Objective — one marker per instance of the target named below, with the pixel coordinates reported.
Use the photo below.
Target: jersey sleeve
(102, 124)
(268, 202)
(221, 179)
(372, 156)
####################
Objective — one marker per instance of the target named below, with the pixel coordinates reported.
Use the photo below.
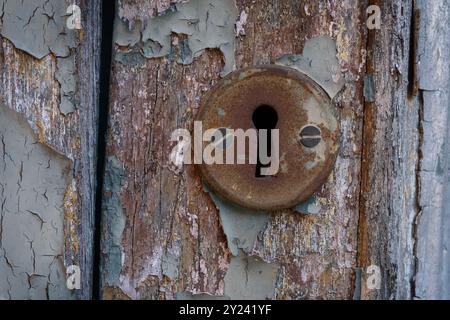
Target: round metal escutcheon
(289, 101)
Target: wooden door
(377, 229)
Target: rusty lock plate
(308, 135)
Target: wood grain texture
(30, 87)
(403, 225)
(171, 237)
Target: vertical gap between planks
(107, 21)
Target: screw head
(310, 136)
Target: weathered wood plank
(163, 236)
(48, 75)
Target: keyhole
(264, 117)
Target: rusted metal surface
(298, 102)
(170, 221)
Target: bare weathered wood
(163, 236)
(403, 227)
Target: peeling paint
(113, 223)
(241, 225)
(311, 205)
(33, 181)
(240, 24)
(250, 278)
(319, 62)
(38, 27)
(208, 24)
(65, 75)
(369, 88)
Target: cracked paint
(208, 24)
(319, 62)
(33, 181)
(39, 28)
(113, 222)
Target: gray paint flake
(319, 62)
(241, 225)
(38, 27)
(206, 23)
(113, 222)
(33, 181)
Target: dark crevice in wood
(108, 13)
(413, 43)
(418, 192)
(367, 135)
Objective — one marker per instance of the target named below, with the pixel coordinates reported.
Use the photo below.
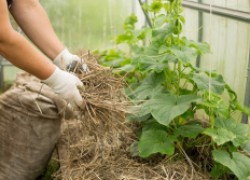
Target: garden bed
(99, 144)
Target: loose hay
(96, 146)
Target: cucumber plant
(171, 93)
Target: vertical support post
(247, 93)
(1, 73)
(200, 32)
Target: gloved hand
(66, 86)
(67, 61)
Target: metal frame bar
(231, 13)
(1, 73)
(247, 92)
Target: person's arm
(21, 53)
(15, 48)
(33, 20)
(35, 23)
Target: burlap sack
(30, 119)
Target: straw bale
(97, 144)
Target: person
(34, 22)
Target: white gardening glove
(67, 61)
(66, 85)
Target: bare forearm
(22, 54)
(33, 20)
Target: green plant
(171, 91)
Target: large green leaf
####################
- _Problem to work on_:
Set down again, word for word, the stretch of records from the line with "Target: gloved hand" to the line with "Target: large green leaf", both of those lines included.

- _Answer box_:
Target: gloved hand
(66, 86)
(67, 61)
Target: metal frame bar
(231, 13)
(1, 73)
(247, 92)
Target: person's arm
(21, 53)
(15, 48)
(33, 20)
(35, 23)
Target: burlap sack
(30, 119)
Target: straw bale
(97, 144)
Target: person
(34, 22)
Target: white gardening glove
(67, 61)
(66, 85)
Target: bare forearm
(22, 54)
(33, 20)
Target: green plant
(171, 91)
Target: large green leaf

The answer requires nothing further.